Skip to content
← Back to job listings

Infra Support Engineer

Fuku · Taiwan

IT - Network / Systems / DB AdminEntry LevelQuick applyfull-timeabout 2 months ago

About The Role

Infra Support Engineer – GMI Global Infrastructure Team

Preferred Location

  • Taiwan
  • Malaysia

Responsibilities

  • Provide first and second-line technical support to customers for AI Infrastructure, including GPU/CPU nodes, networking, storage, orchestration, and platform services. Support is delivered via ticketing systems, emails, Slack, or other messaging platforms.
  • Support GPU cluster delivery, including system provisioning, image deployment, network validation, BIOS/firmware updates, and GPU driver/runtime installation.
  • Monitor system health and service-level indicators using alerts and dashboards; respond to alerts 24x7 as scheduled.
  • Triage incidents by gathering context, verifying scope and impact, and following standard operating procedures and runbooks to perform immediate mitigations.

**Data extract**

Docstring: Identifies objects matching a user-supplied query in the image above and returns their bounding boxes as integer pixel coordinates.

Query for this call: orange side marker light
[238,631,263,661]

**Aim 1**
Rewrite the responsibility in the job listing that begins "Provide first and second-line technical support" as a brief list that keeps its main facts.
**Aim 2**
Pick up the Infra Support Engineer job listing after its last shown responsibility and continue it.
The lines above have no connection to the job listing.

**Final answer 1**
- First- and second-line technical support for customers' AI Infrastructure
- Covers GPU/CPU nodes, networking, storage, orchestration and platform services
- Delivered through ticketing systems, email, Slack or other messaging platforms

**Final answer 2**
  • Escalate incidents to global SRE engineers with clear, concise incident notes and relevant logs/traces.
  • Maintain incident logs, update status pages, and communicate timely updates to stakeholders during incidents.
  • Perform routine operational tasks such as log checks, health checks, capacity checks, and simple automated fixes.
  • Participate in postmortems and contribute actionable follow-ups to reduce recurrence of incidents.
  • Help maintain and improve standard operating procedures (SOP), run periodic runbook validation, and document new procedures.
  • Work collaboratively with developers and SRE teams to improve system reliability.

Qualifications

  • Bachelor’s degree in Computer Science or a related field.
  • Over 2 years of experience in IT operations, server administration, SRE, DevOps, or technical support.
  • Hands-on Linux experience, including shell, kernel, and log management.
  • Basic networking knowledge, including TCP/IP, DNS, HTTP, and VLANs.
  • Familiarity with monitoring, alerting, and logging tools such as Prometheus, Grafana, and AlertManager.
  • Experience with Nvidia GPU infrastructure and Kubernetes.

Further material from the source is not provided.